━━━━━ SOURCE TEXT

All sides agreed that school officials must draw distinctions between the legitimate use of religious symbols on clothing and the illegitimate appropriation of them by gang members. Archbishop Sheehan spoke for many when he said, “It’s singling out a religious symbol in a negative way and I do protest that.”




POLITICAL CARTOONS

Some of the cartoons that we object to are at least marginally funny. Not so with recent contributions from Esquire, Phi Delta Kappan, and American Libraries.

The April issue of Esquire showed Clinton nailing himself to the cross. Coming as it did during the Easter season, we found it offensive. “It ought to have been possible to have made whatever point the accompanying article was addressing,” wrote Rick Hinshaw, “without resorting to such a trivialization of this sacred event.”

Hinshaw also lambasted American Libraries for posting in its April edition a caricature of a Catholic bishop in full regalia running a library gift shop. That sounds harmless until the reader learns that the article that it embellishes poses the question whether a nun in full habit should have a First Amendment right to volunteer in a public library (readers are asked to vote their preference). “That this is even considered controversy,” Hinshaw said, “is a sad commentary on the current state of academic life in America.”

In another elite publication, Hinshaw took after Phi Delta Kappan for depicting in its April edition Catholic parents as snobbish phonies who send their kids to high-brow prep schools. He reminded the readers of who the typical Catholic school serves, making the case for vouchers.

What these three publications have in common is a well-schooled staff pitching to well-schooled readers. Shame they’re not well-educated.




DON’T PULL THE PLUG

Christopher Reeves, the “Superman” character who wound up paralyzed after being thrown from a horse, is lucky his mother didn’t get her way. Had she done so, he wouldn’t be alive today.

Reeves explains in his book, Still Me, that his mother wanted him dead rather than suffer pain. “She became distraught and began arguing strenuously that the doctors should pull the plug,” Reeves said. The doctors told her to calm down, but she wouldn’t. She didn’t even inform Reeves’ wife, Dana, of her plans to have her son killed. “At one point, in a moment of real despair,” the actor says, “my mother told Dana’s father, ‘Tomorrow, we’re going to do it.’”

Those who champion the virtue of doctor assisted-suicide should talk to Reeves before they give themselves anymore humanitarian awards.




PRIEST BASHING

      KSFO radio in San Francisco recently featured a segment by hosts John and Ken that viciously attacked Roman Catholic priests. Sweeping statements were made casting priests as child molesters, drunks or sex addicts. The operations manager was asked to explain the irresponsibility of his hosts but refused to do so. So why not let Jack Swanson know what’s on your mind? Write to him about these two sages at KSFO, 900 Front Street, San Francisco, CA 94111.



OBSESSED WITH “NOTHING”

They just can’t get over it. “Nothing Sacred” has been officially cancelled by ABC and its fans, few though they are, are having cardiac arrest.

USA Today is in a tailspin over the matter, and that is why long after the show was booted, it continues to publicize its lament. The newspaper took a poll to see which shows its readers think should not have gotten the gate, and “Nothing” topped the list for ABC shows. The paper said that the show “seemed to generate the most impassioned pleas by viewers.” No doubt it did: when “Nothing” died, so did a part of its fans. That’s because they lived vicariously through “Nothing,” fantasizing about a church they’d love to see exist. In your dreams, we say.

━━━━━━━━━━

• WHAT IS ASKED: Which section headings, printed in all capital letters, appear in the source text? What comes after this is separate material, unrelated to the text.

━━━━━ INFORMATION PROVIDED

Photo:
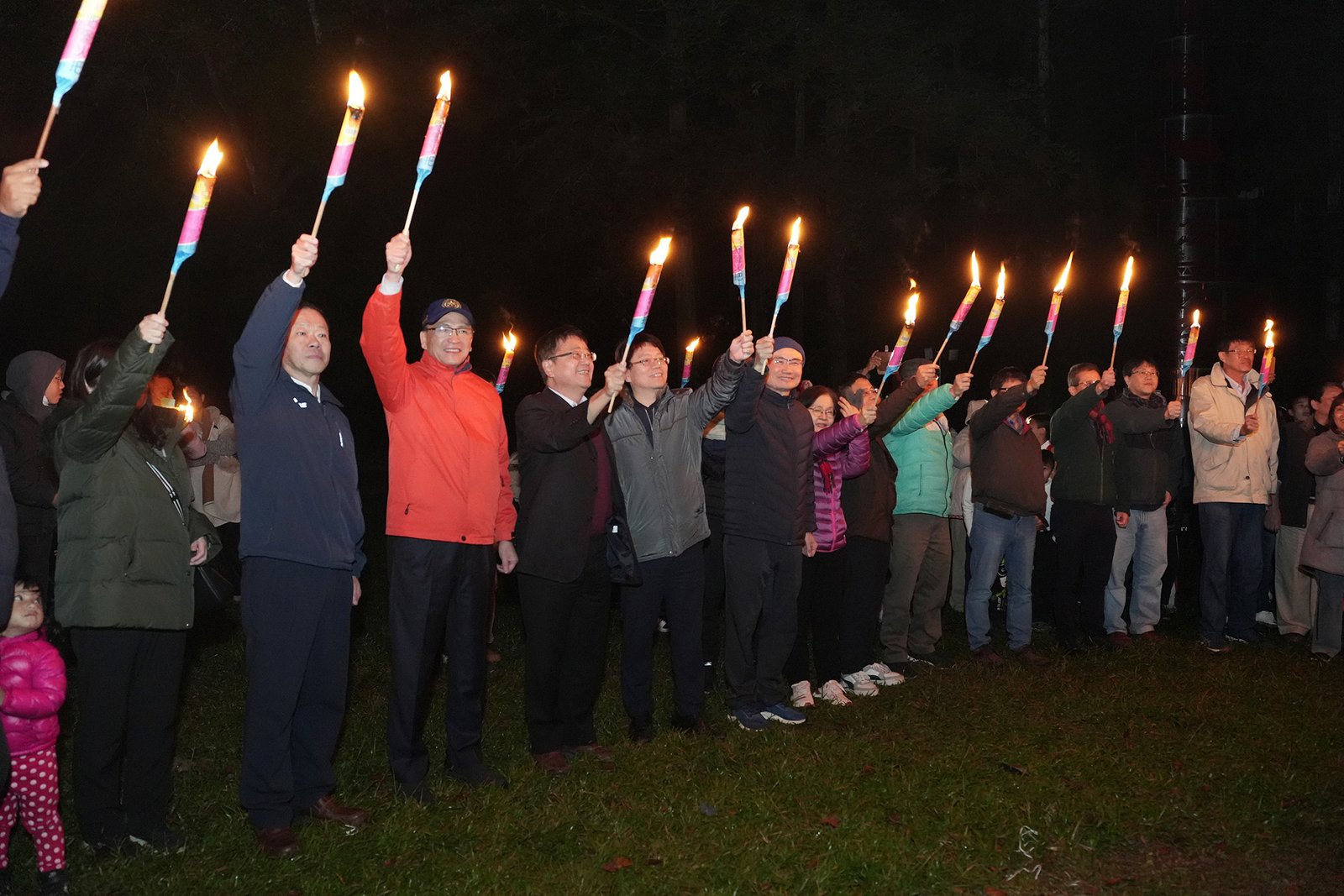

━━━━━━━━━━

• RESPONSE TO THE TASK:
POLITICAL CARTOONS
DON'T PULL THE PLUG
PRIEST BASHING
OBSESSED WITH "NOTHING"